*Short problem*: Can you retype the passage about favorite cartoons below, word for word and in full?

*Excerpted passage*:
You lucked out; some of the early licensed products of that strip had the penguin colored in, killing the point of the comic.

Similarly (I couldn’t find this one, either): Dr. Frankenstein is stepping off the airplane and realizes he left his brain in San Francisco.

My brother’s favorite:

The Methodist-pastor-my-wife-used-to-work-for’s favorite: (The button says, “SMITE.”)

Gahan Wilson: Two astronauts are in a rocket which has landed somewhere. They’re looking out their viewport and see short people in funny clothes dancing around the rocket and two legs in striped socks projecting from under the rocket. Caption: “Ding dong, the witch is dead!”

Far Side: https://pbs.twimg.com/media/BqkWbKtCYAAf9VG.png

Click on this link and go to the second row of cartoons, on the far right of five.

It shows a guy facing St. Peter, who calls him Mr. Phelps, and says his name isn’t on the guest list. Then he’s offered a bag of marshmallows as a “destination-appropriate” consolation prize.

I had the chance to ask the artist, Leigh Rubin, (the comic is Rubes) if he meant Fred of the Westboro Baptist Church. He didn’t say yes, or no, just said a lot of people asked him the same question.

*Supplied data*:
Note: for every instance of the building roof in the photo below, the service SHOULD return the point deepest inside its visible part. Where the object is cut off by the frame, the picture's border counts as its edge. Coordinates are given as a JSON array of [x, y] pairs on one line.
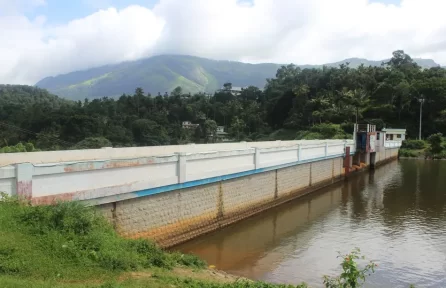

*Complete answer*:
You lucked out; some of the early licensed products of that strip had the penguin colored in, killing the point of the comic.

Similarly (I couldn’t find this one, either): Dr. Frankenstein is stepping off the airplane and realizes he left his brain in San Francisco.

My brother’s favorite:

The Methodist-pastor-my-wife-used-to-work-for’s favorite: (The button says, “SMITE.”)

Gahan Wilson: Two astronauts are in a rocket which has landed somewhere. They’re looking out their viewport and see short people in funny clothes dancing around the rocket and two legs in striped socks projecting from under the rocket. Caption: “Ding dong, the witch is dead!”

Far Side: https://pbs.twimg.com/media/BqkWbKtCYAAf9VG.png

Click on this link and go to the second row of cartoons, on the far right of five.

It shows a guy facing St. Peter, who calls him Mr. Phelps, and says his name isn’t on the guest list. Then he’s offered a bag of marshmallows as a “destination-appropriate” consolation prize.

I had the chance to ask the artist, Leigh Rubin, (the comic is Rubes) if he meant Fred of the Westboro Baptist Church. He didn’t say yes, or no, just said a lot of people asked him the same question.